-- Stated exercise --
Select every line in the records that contains the word "cloud" and copy each one.

_ _ _

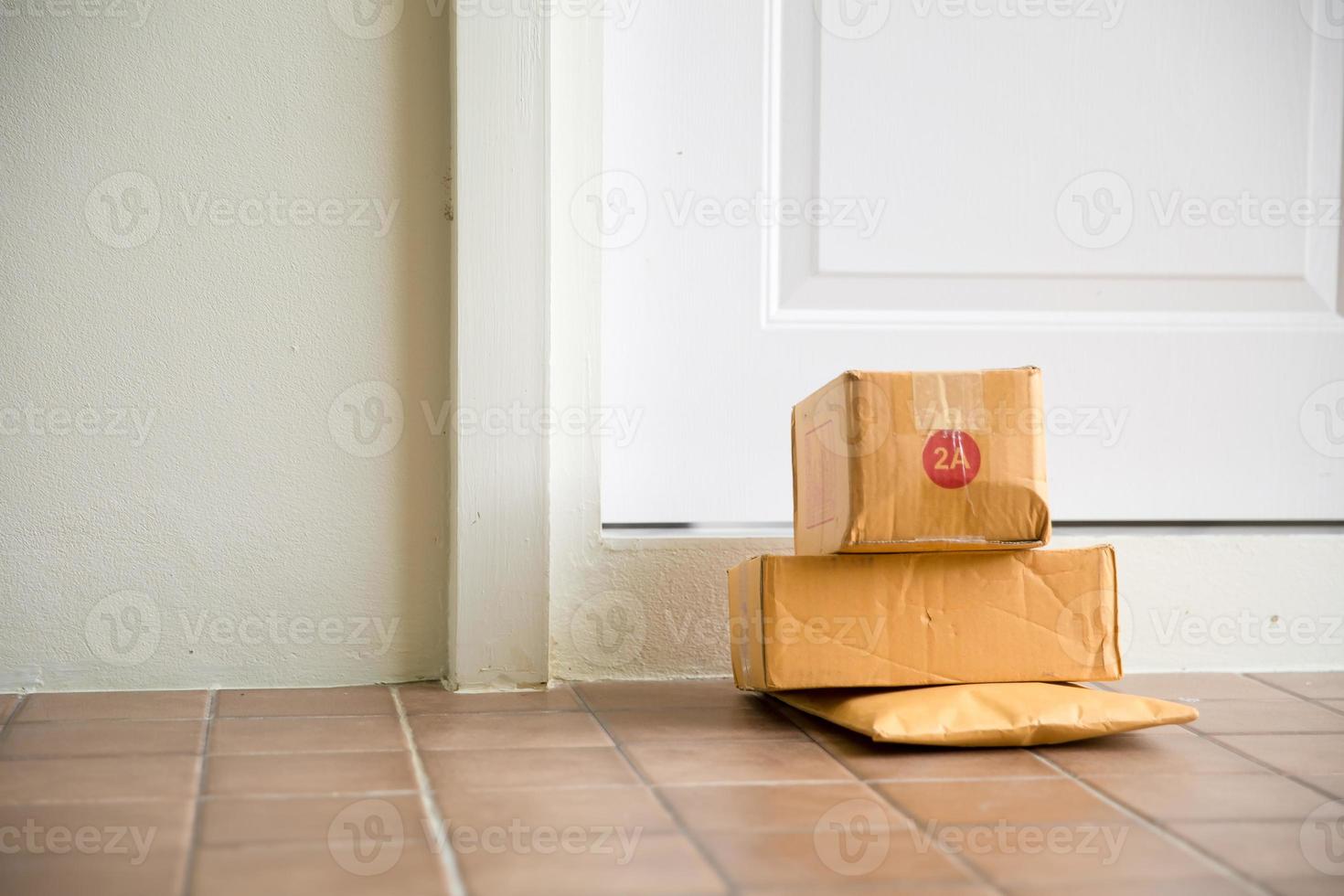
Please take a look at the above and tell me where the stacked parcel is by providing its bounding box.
[729,368,1195,745]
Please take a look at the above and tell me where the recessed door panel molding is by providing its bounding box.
[600,0,1344,524]
[763,0,1344,329]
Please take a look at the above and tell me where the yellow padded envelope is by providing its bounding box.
[770,681,1199,747]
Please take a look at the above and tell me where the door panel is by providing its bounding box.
[599,0,1344,523]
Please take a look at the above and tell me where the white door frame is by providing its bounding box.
[448,4,1344,689]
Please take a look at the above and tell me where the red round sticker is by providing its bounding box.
[923,430,980,489]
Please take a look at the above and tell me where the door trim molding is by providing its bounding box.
[448,6,549,689]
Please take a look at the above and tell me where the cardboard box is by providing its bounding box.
[729,546,1121,690]
[793,367,1050,555]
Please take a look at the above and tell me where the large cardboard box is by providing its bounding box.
[793,367,1050,555]
[729,546,1121,690]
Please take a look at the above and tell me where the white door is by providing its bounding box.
[593,0,1344,524]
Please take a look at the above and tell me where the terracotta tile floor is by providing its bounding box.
[0,673,1344,896]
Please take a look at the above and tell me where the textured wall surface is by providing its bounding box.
[0,0,449,689]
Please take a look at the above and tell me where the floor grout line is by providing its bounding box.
[1027,750,1272,896]
[770,702,1004,896]
[181,690,219,896]
[387,685,468,896]
[572,688,738,893]
[1243,672,1344,720]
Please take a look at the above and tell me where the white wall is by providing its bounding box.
[0,0,450,690]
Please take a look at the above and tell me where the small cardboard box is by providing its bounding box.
[793,367,1050,555]
[729,546,1121,690]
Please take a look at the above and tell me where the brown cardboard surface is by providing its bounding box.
[729,546,1121,690]
[772,681,1199,747]
[793,367,1050,555]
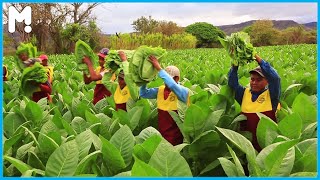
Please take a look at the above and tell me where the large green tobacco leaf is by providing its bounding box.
[292,138,318,172]
[75,150,101,175]
[227,145,245,176]
[292,93,317,129]
[128,106,143,131]
[25,101,43,124]
[4,156,32,173]
[183,104,206,141]
[85,110,101,125]
[131,157,161,177]
[256,140,297,176]
[39,132,59,154]
[45,140,79,177]
[2,133,23,154]
[218,157,239,177]
[21,169,45,177]
[278,113,302,139]
[202,109,225,132]
[100,136,126,172]
[301,122,318,140]
[136,127,161,144]
[76,130,92,159]
[3,112,25,138]
[188,130,220,158]
[61,119,77,135]
[149,140,192,177]
[216,127,261,176]
[200,159,220,175]
[27,151,46,169]
[71,117,89,134]
[133,135,162,163]
[110,126,134,166]
[257,116,279,148]
[38,120,61,154]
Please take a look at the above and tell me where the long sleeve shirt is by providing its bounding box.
[228,60,281,111]
[102,61,139,100]
[140,69,189,103]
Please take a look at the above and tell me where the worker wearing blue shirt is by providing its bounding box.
[140,56,190,145]
[228,55,281,151]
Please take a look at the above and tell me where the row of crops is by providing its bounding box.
[2,45,317,177]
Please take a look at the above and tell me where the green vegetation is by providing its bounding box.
[3,44,317,177]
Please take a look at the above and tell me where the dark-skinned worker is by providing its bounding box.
[83,51,137,111]
[140,56,191,145]
[83,48,115,104]
[228,54,281,152]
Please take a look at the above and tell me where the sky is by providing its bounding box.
[93,2,318,34]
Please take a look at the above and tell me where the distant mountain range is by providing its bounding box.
[217,20,317,35]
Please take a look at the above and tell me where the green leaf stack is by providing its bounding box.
[218,32,256,66]
[15,43,37,70]
[74,39,98,74]
[20,62,48,96]
[129,46,167,86]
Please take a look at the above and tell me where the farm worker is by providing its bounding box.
[228,55,281,151]
[83,48,115,104]
[32,54,53,102]
[83,51,137,111]
[140,55,191,145]
[39,54,53,84]
[23,58,52,102]
[2,65,8,81]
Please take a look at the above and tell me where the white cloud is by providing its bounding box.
[94,3,317,34]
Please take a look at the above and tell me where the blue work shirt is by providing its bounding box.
[228,60,281,111]
[140,69,189,103]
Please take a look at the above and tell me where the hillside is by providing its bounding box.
[217,20,317,35]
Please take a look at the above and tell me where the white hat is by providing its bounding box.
[165,66,180,77]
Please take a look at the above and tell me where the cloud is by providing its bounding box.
[94,3,317,34]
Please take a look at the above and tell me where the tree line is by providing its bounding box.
[3,3,317,55]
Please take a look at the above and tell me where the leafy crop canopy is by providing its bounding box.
[218,32,256,66]
[74,39,98,74]
[129,46,167,86]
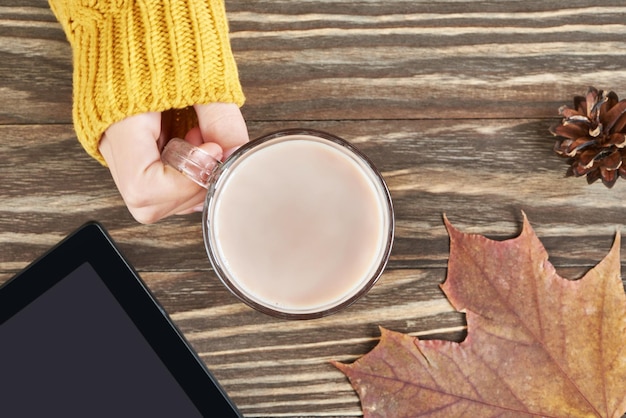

_ _ _

-- Solution to this task --
Please take a look at the above and tell me where the white cloud is by providing its bounding box.
Please take a look at the above and tell me where the cloud is by providing its bounding box.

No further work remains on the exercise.